**Compiti scritti**
• a. Puoi riscrivere il passo sulla 'ndrangheta in Liguria da "Nel 2010 si" a "denominata Maglio 3.", mettendo "consultazioni regionali" al posto di "elezioni regionali"?
• b. Puoi proseguire il testo sulla 'ndrangheta in Liguria, riprendendo subito dopo la sua ultima frase?

**Sezione di testo**
_ _ _ _

Morte del boss Antonio Rampino e sviluppi delle gerarchie

Il 10 febbraio 2008 morì Antonio Rampino, lo storico boss della 'ndrangheta in Liguria. A lui successe Domenico Gangemi, titolare di un ortofrutta a San Fruttuoso ed esponente della 'ndrangheta di lunga data. Domenico Gangemi era già stato incarcerato negli anni ’70 a Reggio Calabria per omicidio. Il nuovo boss il 25 agosto 2000 venne intercettato mentre affermava di essere lui il Vangelo in Liguria. In un'intercettazione del 14 agosto 2009 Gangemi, parlando con il capo-crimine di Rosarno Domenico Oppedisano, affermava che la Liguria era 'ndranghetista e che la locale di Genova amministrava il territorio per conto della Calabria[17].

Il 22 dicembre 2010 a Pegli venne arrestato il latitante Onofrio Garcea. Considerato ai vertici della 'ndrangheta in Liguria, Garcea era stato condannato a 7 anni e 9 mesi di reclusione per aver diretto insieme a Lorenzo Nucera (condannato a 4 anni e 8 mesi) una struttura di 'ndrangheta al cui vertice assoluto venne collocato Domenico Gangemi. Garcea veniva definito "un amico" da Peppe Commisso, boss di Siderno. Secondo il collaboratore di giustizia Andrea Mantella, Garcea si occupava di rifornire di droga diverse famiglie facendola sbarcare nel porto di Genova[18].

Maglio 3 e le elezioni del 2010

Nel 2010 si svolsero le elezioni regionali. Queste furono condizionate largamente da appoggi e infiltrazioni mafiose, come venne accertato da un'indagine del ROS di Genova denominata Maglio 3.

La sentenza confermò l’appoggio mafioso da parte del boss Domenico Gangemi ai candidati Alessio Saso (candidato al collegio di Imperia, già consigliere regionale per il PDL, presidente della VII Commissione Controlli e Trasparenza), Aldo Praticò (candidato al collegio di Genova, già consigliere comunale di Genova) e Fortunella Moio (candidata al collegio di Genova, figlia di Vincenzo Moio, vicesindaco di Ventimiglia che intercedette per far ottenere il consenso della criminalità organizzata alla figlia candidata).

_ _ _ _

**Dati estratti**
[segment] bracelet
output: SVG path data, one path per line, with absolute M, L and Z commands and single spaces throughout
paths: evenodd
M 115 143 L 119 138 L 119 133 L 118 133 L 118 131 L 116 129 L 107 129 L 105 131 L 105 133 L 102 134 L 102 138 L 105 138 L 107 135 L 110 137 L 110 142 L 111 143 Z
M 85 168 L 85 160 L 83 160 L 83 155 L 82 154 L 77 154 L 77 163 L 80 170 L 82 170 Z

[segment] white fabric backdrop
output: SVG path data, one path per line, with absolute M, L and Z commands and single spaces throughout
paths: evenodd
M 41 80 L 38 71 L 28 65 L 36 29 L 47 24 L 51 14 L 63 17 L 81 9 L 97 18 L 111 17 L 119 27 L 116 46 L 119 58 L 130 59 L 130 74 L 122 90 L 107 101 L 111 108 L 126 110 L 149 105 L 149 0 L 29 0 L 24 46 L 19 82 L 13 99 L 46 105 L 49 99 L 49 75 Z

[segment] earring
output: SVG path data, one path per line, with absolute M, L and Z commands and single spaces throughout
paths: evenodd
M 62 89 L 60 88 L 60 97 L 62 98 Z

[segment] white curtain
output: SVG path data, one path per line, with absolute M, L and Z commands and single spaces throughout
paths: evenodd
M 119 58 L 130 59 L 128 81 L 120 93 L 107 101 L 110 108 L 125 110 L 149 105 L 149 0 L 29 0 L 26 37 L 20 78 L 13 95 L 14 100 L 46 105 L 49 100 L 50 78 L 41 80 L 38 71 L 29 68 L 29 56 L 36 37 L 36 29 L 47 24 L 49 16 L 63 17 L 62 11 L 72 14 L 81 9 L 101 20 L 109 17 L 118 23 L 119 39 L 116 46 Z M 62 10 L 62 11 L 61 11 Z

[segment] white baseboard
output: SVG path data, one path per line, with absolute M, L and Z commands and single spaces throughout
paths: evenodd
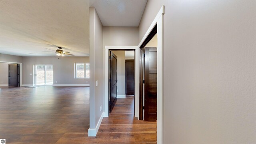
M 54 84 L 52 86 L 90 86 L 89 84 Z
M 96 126 L 96 128 L 89 128 L 89 129 L 88 129 L 88 136 L 96 136 L 98 131 L 99 130 L 99 128 L 100 128 L 100 126 L 101 122 L 102 122 L 102 119 L 103 119 L 104 113 L 104 112 L 103 112 L 101 114 L 100 118 L 100 120 L 99 120 L 99 122 L 97 124 L 97 126 Z
M 104 112 L 104 114 L 103 115 L 104 117 L 108 117 L 108 112 Z
M 33 84 L 22 84 L 21 86 L 33 86 Z
M 125 95 L 118 95 L 117 98 L 125 98 Z

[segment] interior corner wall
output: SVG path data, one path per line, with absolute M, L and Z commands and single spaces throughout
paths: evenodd
M 0 62 L 22 62 L 22 57 L 9 54 L 0 54 Z
M 140 40 L 163 5 L 163 143 L 256 143 L 256 1 L 148 0 Z
M 104 108 L 103 102 L 102 26 L 94 8 L 90 10 L 90 128 L 96 128 Z M 96 86 L 96 81 L 98 86 Z M 102 108 L 100 110 L 100 107 Z
M 103 48 L 105 52 L 106 46 L 136 46 L 139 43 L 139 31 L 138 27 L 103 26 Z M 105 54 L 103 55 L 105 63 Z M 105 74 L 105 64 L 103 73 Z M 105 74 L 103 75 L 105 84 Z M 105 95 L 105 86 L 103 94 Z
M 8 63 L 0 62 L 0 86 L 9 84 L 8 70 Z
M 117 57 L 117 95 L 125 96 L 125 52 L 112 51 Z
M 23 57 L 22 84 L 33 84 L 33 67 L 34 65 L 40 64 L 52 65 L 54 85 L 89 84 L 90 78 L 74 78 L 75 63 L 89 63 L 89 58 L 88 57 L 73 56 Z

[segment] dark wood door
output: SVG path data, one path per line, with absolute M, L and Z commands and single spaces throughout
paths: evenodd
M 8 64 L 9 66 L 9 86 L 18 86 L 18 64 Z
M 117 99 L 117 57 L 110 51 L 110 99 L 109 111 L 111 112 Z
M 145 121 L 156 120 L 157 53 L 156 47 L 145 48 Z
M 134 60 L 125 60 L 125 94 L 134 95 Z

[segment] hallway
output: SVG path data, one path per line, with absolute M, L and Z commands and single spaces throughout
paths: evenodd
M 1 87 L 0 136 L 8 144 L 155 143 L 155 122 L 134 117 L 134 97 L 118 99 L 88 137 L 88 87 Z

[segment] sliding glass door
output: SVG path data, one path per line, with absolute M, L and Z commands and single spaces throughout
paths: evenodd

_ _ _ _

**Le risposte**
• a.
Nel 2010 si svolsero le consultazioni regionali. Queste furono condizionate largamente da appoggi e infiltrazioni mafiose, come venne accertato da un'indagine del ROS di Genova denominata Maglio 3.

• b.
Questo appoggio aveva il beneplacito della casa madre calabrese, seppur deciso in accordo tramite votazione fra i componenti di vertice delle locali di 'ndrangheta[19]. Le votazioni si svolsero in incontri che apparivano veri e propri “tavoli elettorali” capaci di spostare migliaia di voti in cambio di favori[20].

Il voto di scambio emerse in una conversazione di Gangemi in cui riportava testualmente le parole di Aldo Praticò: «Mimmo (Domenico Gangemi ndr) se tu mi dai un appoggio io vi prometto quello che posso fare, io ci metto tutto il partito»[21]. Alla designazione dei candidati, tra gli altri, parteciparono Domenico Gangemi, Domenico Belcastro, Onofrio Garcea e Giuseppe Marcianò.

Durante il processo Maglio 3 si accertò che la Locale di Genova era composta da Domenico Gangemi, Raffaele Battista, Rocco Bruzzaniti, Onofrio Garcea, Antonino Multari e Lorenzo Nucera.

Le vicende della locale di Lavagna

Il 9 novembre 2013 a Lavagna venne ritrovato un magazzino di armi. Da lì nacque un’indagine che portò allo scoperto un’intera locale di ‘ndrangheta situata a Lavagna e con a capo Paolo Nucera.

I fratelli Paolo, Francesco e Antonio Nucera, originari di Condofuri in provincia di Reggio Calabria (dove comanda la 'ndrina dei Rodà-Casile), si trasferirono nella zona di Chiavari e Lavagna alla fine degli anni Sessanta in seguito a una faida locale. La famiglia a Lavagna possedeva una ditta di autotrasporti per la gestione di rifiuti, una sala scommesse, un ecocentro per lo smaltimento di rifiuti, l’hotel Ambra e altre proprietà minori[22].

La locale di Lavagna si occupava di traffico di armi, traffico di droga, aiuti a latitanti, usura, estorsione e soprattutto della gestione in monopolio dei rifiuti. Il monopolio della gestione rifiuti era garantito dall’appoggio di infiltrati nell’amministrazione comunale, a partire dallo stesso sindaco Giuseppe Sanguineti a cui Nucera avrebbe procacciato 500 voti in cambio di un assessorato all’ambiente per Massimo Talerico, uomo vicino ai Nucera[23]. Inizialmente la sentenza di 1° grado aveva stabilito che nel voto di scambio fosse coinvolta anche Gabriella Mondello, ex-sindaca ed ex-parlamentare, ma in Appello la sua condanna in primo grado venne annullata e la sua posizione stralciata dal processo principale per genericità del capo di imputazione. Nel 2021 è tornata a processo, che è ancora in corso[24].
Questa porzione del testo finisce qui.